**VORGEGEBENER TEXT**:
Wenn ein Gecko die Wände hochklettert, gelingt das durch die große Kontaktfläche der hierarchischen und fibrillären Strukturen seiner Füße mit dem Untergrund. Einen ähnli­chen Ansatz hat das Fraunhofer IMWS für die Oberflächen von Polymeren umgesetzt. Diese werden durch Heißprägen in eine hierarchische Struktur gebracht, wobei Prägewerkzeuge aus Aluminiumoxid eingesetzt werden, die zuvor mit einem Laser und durch ein selbst­organisierendes elektrochemisches Verfahren mikro- und nanostrukturiert wurden.

Das Verfahren eignet sich für die Strukturierung von unterschiedlichen Kunststoffen wie thermoplastische Elastomere (TPE), thermoplastische Polyurethane (TPU), Polycarbonat (PC), Polymethylmethacrylat (PMMA), Polypropylen (PP) oder Polyethylen (PE). Die Prägewerkzeuge aus Aluminiumoxid lassen sich einfach in bestehende ­Produktionsverfahren der Kunststoffverarbeitung integrieren. Das Abformen erfolgt bei hohen Temperaturen und niedrigem Druck. Nach dem ­Auskühlen unter Belastung erfolgt die Entformung durch Abziehen des Polymermaterials vom Prägewerkzeug.

Rasterelektronenmikroskop-Darstellung der hierarchischen Struktur in einer Polycarbonat-Oberfläche (© Fraunhofer IMWS)

 

Um den Prozess zu optimieren, wurden vom Team des Fraunhofer IMWS die passenden Verarbeitungstemperaturen auf Basis der durch Differenzialkalorimetrie (DSC) erhaltenen Glasübergangs- und Schmelztemperaturen ermittelt. Die Mikro-/Nanostruktur der Prägewerkzeuge und die damit ­erzeugte Inversstruktur der Polymeroberfläche mit feinsten Nanofilamenten wurde mit Rasterelektronenmikroskopie (SEM) untersucht. Auf nassen Oberflächen (Keramik, Glas, Metall) konnte mit der Gecko-Methode laut Fraunhofer IMWS eine Erhöhung der Haftkraft um bis zu 85,4 Prozent erreicht werden.

**AUFGABENSTELLUNG**:
Entscheide für jede der folgenden Aussagen, ob sie mit dem Text zur Gecko-Methode übereinstimmt, und belege deine Antwort (Ja oder Nein) mit den entscheidenden Worten des Textes als wörtlichem Zitat. 1. Die Prägewerkzeuge bestehen aus Aluminiumoxid. 2. Das Abformen erfolgt bei niedrigen Temperaturen und hohem Druck. 3. Auf nassen Oberflächen ließ sich die Haftkraft um bis zu 85,4 Prozent steigern.

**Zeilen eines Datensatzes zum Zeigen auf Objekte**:
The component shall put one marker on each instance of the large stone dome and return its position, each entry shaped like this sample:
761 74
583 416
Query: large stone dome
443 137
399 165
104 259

**MUSTERLÖSUNG**:
1. Ja: „wobei Prägewerkzeuge aus Aluminiumoxid eingesetzt werden“
2. Nein: „Das Abformen erfolgt bei hohen Temperaturen und niedrigem Druck.“
3. Ja: „eine Erhöhung der Haftkraft um bis zu 85,4 Prozent“